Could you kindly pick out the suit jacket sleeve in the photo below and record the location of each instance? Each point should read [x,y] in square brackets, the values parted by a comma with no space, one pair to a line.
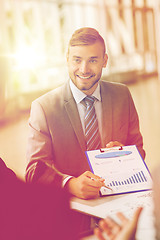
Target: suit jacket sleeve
[39,149]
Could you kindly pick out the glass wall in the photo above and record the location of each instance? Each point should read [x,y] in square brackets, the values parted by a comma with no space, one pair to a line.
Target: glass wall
[34,37]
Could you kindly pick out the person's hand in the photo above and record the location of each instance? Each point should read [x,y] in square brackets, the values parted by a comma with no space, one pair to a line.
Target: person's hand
[86,186]
[114,144]
[114,231]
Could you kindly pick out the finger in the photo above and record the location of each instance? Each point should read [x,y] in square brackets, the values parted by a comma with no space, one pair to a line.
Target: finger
[110,144]
[98,234]
[136,216]
[123,219]
[110,226]
[92,175]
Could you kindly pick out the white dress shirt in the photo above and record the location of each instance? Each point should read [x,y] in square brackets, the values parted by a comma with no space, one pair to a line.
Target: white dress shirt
[79,96]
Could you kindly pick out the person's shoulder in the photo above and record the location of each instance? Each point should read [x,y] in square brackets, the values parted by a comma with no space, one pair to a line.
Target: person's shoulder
[113,85]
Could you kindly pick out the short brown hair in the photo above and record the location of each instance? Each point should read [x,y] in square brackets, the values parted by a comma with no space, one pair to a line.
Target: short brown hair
[86,36]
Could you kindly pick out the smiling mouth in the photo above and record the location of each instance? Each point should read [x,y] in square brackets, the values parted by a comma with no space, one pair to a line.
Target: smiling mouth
[83,77]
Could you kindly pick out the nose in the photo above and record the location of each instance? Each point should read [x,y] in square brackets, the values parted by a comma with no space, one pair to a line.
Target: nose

Task goal: Please copy all of the records above word for word, leaving the pictures out of your copy.

Result of this task:
Could you kindly pick out the suit jacket sleeve in the photo below and record the location of each instance? Each point should read [x,y] in square brackets, the values parted by a comma with no space, one pair to a line.
Target: suit jacket sleeve
[39,149]
Could you kindly pick out the glass wall in the photo above and record the location of each instance? Each point should read [x,y] in square brackets, the values parted by a comma with no space, one pair to a line.
Target: glass wall
[34,37]
Could you kindly pick out the person's hand in the photo above and record the location of each instance? Each point should read [x,y] in square brackets, the values parted by a comma with no space, one pair to a line.
Target: person's hand
[86,186]
[114,144]
[114,231]
Could you kindly pick out the finger in the photo above and record the location of each instance? Each point should read [x,y] in square brackets, the values parted by a comma with no space, one pair to a line.
Target: finger
[110,144]
[98,234]
[136,216]
[123,219]
[110,226]
[92,175]
Could you kindly pick out the white dress shirt in the photo above and record the location of each instance? Each point should read [x,y] in square brackets, the values parted by a comma with no space, one pair to a line.
Target: white dress shirt
[79,96]
Could you kindly pick out the person's shoulder in the photo above and record the location of each instance? Each point should read [x,y] in square brackets, the values parted by a comma with no space, one pair to a line.
Target: person's shoulder
[113,85]
Could you kindly pick out the short brown hair in the photo above and record the location of each instance? Each point should read [x,y] in square brackets, the values parted by a comma with no space, one pair to a line.
Target: short brown hair
[86,36]
Could you kindly pick out the smiling mouth in the photo above and record the location of each instance? Each point should read [x,y] in square brackets, the values parted by a comma with no space, one pair to a line.
Target: smiling mouth
[83,77]
Could you kindly pick out the nose in the photo above and record the location of each instance? Each point should read [x,y] in square brackets, the values parted by a comma with no space, one pair to a line.
Target: nose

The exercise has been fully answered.